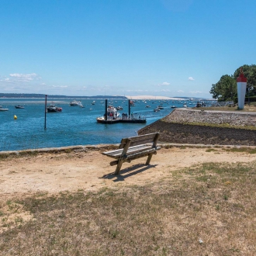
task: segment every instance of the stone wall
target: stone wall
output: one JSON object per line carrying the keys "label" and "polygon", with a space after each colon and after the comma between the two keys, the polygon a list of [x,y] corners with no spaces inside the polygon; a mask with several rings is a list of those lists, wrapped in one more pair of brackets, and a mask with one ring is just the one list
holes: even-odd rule
{"label": "stone wall", "polygon": [[[140,129],[138,134],[160,132],[160,141],[164,143],[256,146],[256,130],[246,127],[255,126],[255,118],[254,113],[248,112],[179,109]],[[230,126],[227,128],[203,123]]]}
{"label": "stone wall", "polygon": [[178,123],[203,123],[256,126],[256,112],[176,109],[164,120]]}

__________

**What you need to do:**
Swap "segment" for "outline" in the lines above and give them again with everything else unchanged, leaving out the pictures.

**Worked answer:**
task: outline every instance of the stone wall
target: stone wall
output: one JSON object per line carrying the keys "label" and "polygon", with a space after each colon and after the comma between the two keys, the polygon a list of [x,y] corners with no spaces inside the polygon; a mask with several rings is a list of those lists, wrapped in one more pair of brackets, and a mask with one ring is just the one list
holes: even-odd rule
{"label": "stone wall", "polygon": [[[140,129],[138,134],[160,132],[160,141],[164,143],[256,146],[256,130],[246,127],[255,126],[255,118],[254,113],[248,112],[179,109]],[[230,126],[227,128],[203,123]]]}
{"label": "stone wall", "polygon": [[178,123],[203,123],[256,126],[256,112],[176,109],[164,120]]}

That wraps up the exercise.